Dataset entries —
━━━━━━━━━━━━━━━━━━━━━━━━━━━━━━
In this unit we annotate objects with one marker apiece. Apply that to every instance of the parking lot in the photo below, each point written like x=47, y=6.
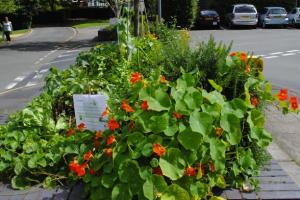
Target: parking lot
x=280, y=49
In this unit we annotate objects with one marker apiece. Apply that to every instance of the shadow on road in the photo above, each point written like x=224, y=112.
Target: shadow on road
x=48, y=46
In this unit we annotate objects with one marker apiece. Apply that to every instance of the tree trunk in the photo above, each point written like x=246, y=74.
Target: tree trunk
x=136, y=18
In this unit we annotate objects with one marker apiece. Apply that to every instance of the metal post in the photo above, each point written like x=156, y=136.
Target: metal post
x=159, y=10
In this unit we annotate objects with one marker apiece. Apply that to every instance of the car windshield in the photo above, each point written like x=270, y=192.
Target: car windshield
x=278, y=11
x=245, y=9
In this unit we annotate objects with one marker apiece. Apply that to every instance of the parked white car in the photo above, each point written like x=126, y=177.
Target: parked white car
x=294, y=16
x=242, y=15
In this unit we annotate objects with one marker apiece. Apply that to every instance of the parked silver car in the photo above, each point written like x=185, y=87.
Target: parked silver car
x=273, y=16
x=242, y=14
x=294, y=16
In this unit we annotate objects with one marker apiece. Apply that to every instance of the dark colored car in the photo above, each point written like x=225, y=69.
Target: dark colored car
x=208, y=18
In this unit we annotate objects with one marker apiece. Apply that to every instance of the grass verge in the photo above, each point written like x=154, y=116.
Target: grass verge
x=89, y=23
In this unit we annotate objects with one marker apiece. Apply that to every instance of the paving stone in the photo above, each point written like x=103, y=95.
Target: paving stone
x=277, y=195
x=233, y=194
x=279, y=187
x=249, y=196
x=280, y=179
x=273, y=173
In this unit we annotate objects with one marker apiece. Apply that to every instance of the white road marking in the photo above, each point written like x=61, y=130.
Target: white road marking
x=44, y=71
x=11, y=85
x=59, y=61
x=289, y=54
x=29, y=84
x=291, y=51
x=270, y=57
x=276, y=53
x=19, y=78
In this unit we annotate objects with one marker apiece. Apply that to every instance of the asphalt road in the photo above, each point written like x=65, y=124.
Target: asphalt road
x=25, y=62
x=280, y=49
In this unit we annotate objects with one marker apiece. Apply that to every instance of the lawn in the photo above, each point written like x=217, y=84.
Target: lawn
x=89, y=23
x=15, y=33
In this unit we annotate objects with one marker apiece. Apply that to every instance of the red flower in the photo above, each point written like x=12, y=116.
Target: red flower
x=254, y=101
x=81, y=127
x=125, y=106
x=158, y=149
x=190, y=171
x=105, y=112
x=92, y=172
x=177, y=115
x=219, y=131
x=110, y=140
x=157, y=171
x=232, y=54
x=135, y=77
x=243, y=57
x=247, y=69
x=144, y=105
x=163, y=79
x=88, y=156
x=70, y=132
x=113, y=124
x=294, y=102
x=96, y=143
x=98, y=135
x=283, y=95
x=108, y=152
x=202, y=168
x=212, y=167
━━━━━━━━━━━━━━━━━━━━━━━━━━━━━━
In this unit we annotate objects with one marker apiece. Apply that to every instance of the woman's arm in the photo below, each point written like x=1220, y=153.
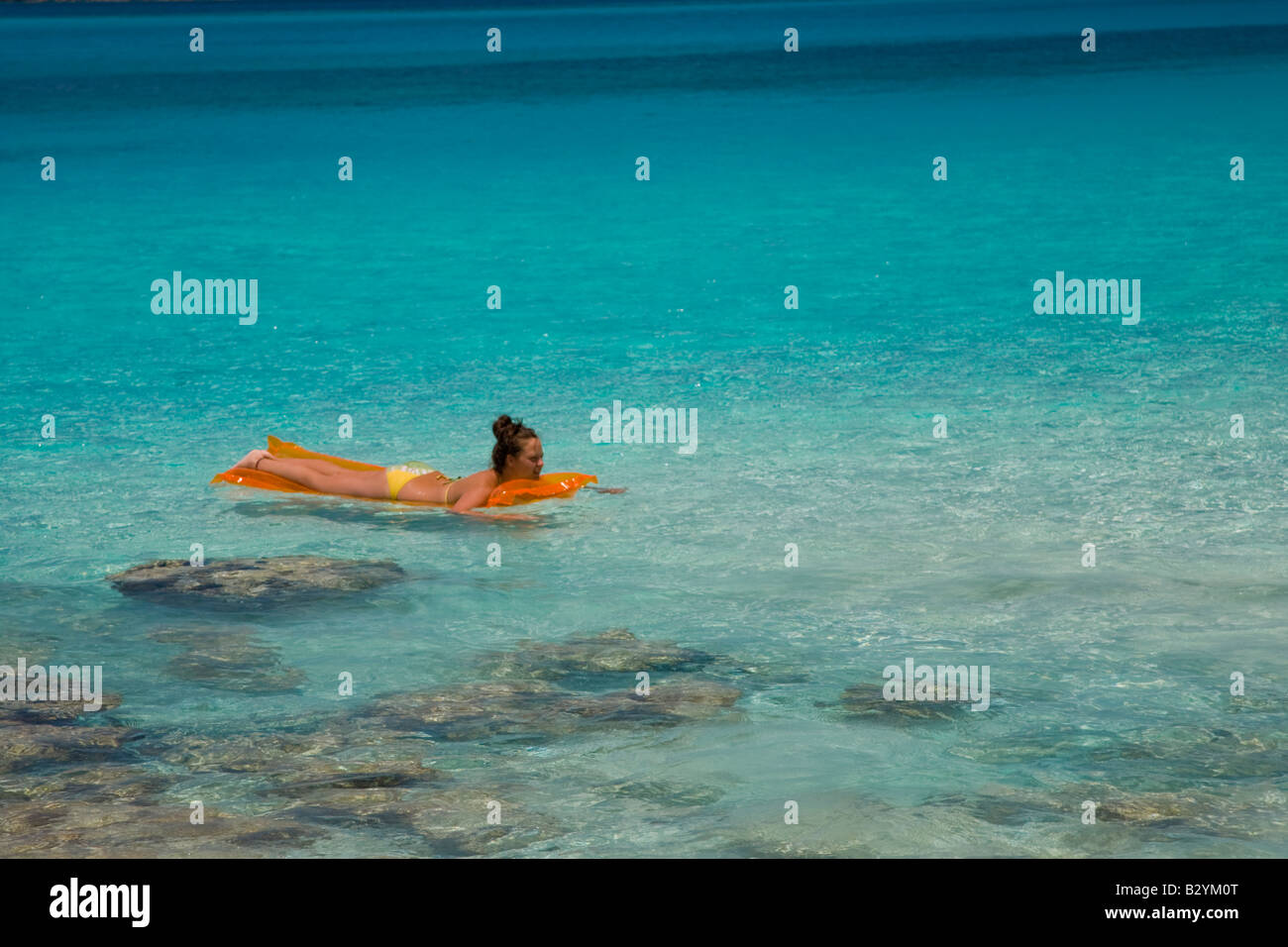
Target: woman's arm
━━━━━━━━━━━━━━━━━━━━━━━━━━━━━━
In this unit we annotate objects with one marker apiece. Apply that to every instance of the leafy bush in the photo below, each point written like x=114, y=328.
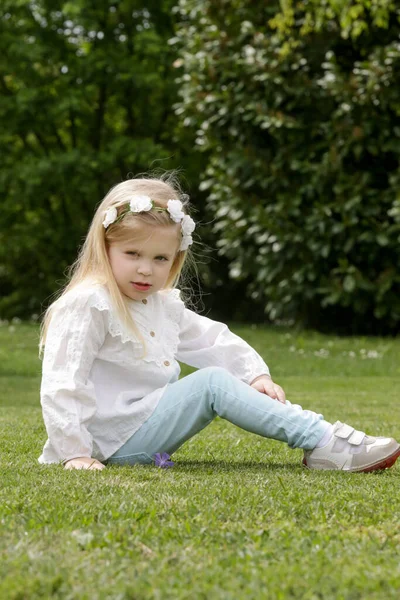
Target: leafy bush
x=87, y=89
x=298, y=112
━━━━━━━━━━━━━━━━━━━━━━━━━━━━━━
Problem details — On how many lines above does "woman" occur? Say the number only.

Result — 2